Exercise details
Transcribe the section of the medication abuse passage starting at "Most of the" and ending at "a teenager/growing up.".

Red Flags of Medication Abuse

Medication abuse occurs when a medication is taken in a higher dose than written by the doctor in order to get a euphoric effect.

Learn more about the signs of medication abuse, the differences between medication abuse and misuse and signs of addiction. 

What are the signs of medication abuse?

Most of the time, your child will not openly state that they are abusing their medication, even if they are directly asked about it. There are many signs that may point toward medication abuse, but many of these signs can be attributed to being a teenager/growing up.

Because of this, it is important to understand what may be a warning sign versus what is just normal behavior for your child. Broad categories of warning signs and examples of each are included below.

  • Locked doors
  • Secretive phone calls
  • Disappears for long time periods
  • Changes in relationships with friends and family
  • Use of over the counter medications to decrease eye redness/nasal irritation
  • Unable to focus
  • Mood changes or emotional instability
  • Less motivated
  • Sullen or depressed mood
  • Loss of interest in extracurricular activities or hobbies
  • Failure to fulfill responsibilities
  • Complaints from teachers or supervisors
  • Messy appearance
  • Smell of smoke on clothes or breath
  • Red flushed cheeks/face
  • Wearing long sleeves in warm weather (covering up track marks on arms)

Data extracts
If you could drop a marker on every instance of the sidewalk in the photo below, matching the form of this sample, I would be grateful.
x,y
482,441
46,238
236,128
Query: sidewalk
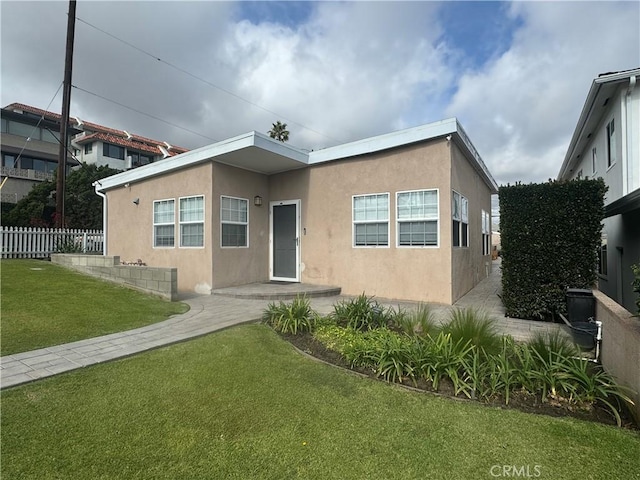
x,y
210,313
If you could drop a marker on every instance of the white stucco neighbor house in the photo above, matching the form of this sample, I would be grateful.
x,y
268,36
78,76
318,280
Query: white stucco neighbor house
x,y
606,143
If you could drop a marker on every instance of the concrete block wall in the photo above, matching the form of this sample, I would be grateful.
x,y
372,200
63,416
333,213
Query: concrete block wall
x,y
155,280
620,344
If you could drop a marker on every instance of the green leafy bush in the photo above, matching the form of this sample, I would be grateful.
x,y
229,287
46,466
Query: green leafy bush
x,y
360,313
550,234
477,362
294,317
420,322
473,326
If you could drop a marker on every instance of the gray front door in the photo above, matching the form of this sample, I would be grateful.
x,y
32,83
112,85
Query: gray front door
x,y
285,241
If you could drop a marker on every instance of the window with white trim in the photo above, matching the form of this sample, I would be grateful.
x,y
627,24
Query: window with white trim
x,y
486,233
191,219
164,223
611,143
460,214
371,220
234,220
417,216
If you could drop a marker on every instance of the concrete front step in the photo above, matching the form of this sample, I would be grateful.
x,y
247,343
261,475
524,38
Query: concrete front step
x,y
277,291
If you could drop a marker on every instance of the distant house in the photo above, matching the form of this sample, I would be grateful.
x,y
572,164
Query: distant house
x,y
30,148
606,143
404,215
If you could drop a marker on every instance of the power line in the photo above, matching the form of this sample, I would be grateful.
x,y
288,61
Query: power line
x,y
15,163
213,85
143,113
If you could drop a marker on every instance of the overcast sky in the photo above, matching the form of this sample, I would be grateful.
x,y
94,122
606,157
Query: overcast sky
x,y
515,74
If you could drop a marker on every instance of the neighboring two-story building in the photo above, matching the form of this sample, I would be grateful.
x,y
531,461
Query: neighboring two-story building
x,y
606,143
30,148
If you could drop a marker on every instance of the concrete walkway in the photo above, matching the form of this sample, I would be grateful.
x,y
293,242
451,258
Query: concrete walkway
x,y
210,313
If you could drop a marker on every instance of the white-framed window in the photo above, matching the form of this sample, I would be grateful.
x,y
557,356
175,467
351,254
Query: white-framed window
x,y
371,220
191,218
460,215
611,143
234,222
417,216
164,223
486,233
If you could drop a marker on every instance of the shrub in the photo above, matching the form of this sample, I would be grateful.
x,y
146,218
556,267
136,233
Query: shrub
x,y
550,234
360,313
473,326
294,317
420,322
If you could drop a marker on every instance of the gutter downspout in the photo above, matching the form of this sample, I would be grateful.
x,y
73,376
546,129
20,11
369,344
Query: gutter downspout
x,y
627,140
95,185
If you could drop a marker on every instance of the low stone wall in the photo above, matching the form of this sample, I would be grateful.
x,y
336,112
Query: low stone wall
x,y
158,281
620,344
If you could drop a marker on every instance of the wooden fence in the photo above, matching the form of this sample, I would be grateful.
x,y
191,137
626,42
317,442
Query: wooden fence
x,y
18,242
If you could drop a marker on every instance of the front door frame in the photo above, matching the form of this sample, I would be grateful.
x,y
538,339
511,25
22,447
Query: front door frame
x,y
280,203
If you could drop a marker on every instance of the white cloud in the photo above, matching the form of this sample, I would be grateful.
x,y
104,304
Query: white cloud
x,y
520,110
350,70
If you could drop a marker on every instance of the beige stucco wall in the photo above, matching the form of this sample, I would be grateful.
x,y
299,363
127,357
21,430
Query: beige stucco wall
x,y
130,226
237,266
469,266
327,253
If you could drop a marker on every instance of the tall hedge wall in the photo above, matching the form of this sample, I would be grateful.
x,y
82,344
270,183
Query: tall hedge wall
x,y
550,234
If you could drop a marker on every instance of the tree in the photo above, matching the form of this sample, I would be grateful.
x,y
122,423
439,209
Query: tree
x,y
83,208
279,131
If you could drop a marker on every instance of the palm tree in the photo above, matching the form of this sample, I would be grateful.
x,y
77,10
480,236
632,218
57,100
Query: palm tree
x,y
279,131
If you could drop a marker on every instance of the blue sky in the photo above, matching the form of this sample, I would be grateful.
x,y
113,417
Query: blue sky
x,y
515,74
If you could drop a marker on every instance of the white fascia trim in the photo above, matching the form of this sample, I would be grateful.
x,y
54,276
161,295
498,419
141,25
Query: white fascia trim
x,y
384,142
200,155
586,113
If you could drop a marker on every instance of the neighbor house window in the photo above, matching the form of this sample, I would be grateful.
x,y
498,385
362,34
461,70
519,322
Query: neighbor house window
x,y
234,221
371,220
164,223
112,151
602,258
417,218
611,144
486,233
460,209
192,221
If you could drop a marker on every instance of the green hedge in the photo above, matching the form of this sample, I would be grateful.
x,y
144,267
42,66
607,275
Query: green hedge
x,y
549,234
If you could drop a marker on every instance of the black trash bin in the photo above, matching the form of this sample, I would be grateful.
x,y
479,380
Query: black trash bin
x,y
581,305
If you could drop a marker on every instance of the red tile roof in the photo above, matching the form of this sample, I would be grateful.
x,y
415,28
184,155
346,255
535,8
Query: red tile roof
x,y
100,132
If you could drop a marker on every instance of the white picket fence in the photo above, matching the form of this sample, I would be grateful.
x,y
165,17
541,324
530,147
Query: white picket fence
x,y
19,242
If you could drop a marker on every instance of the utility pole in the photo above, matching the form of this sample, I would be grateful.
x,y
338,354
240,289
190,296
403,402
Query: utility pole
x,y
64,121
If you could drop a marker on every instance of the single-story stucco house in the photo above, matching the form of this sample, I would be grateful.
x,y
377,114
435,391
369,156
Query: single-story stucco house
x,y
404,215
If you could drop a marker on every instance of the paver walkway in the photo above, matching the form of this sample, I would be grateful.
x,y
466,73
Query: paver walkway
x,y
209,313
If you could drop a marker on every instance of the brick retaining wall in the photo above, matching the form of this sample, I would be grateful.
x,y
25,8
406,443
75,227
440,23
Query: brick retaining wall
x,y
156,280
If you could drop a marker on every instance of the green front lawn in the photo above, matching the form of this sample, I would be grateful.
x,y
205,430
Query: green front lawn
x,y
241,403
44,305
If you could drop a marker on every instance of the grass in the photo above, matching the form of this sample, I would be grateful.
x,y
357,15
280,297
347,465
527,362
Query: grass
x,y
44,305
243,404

Worked solution
Most of the time, your child will not openly state that they are abusing their medication, even if they are directly asked about it. There are many signs that may point toward medication abuse, but many of these signs can be attributed to being a teenager/growing up.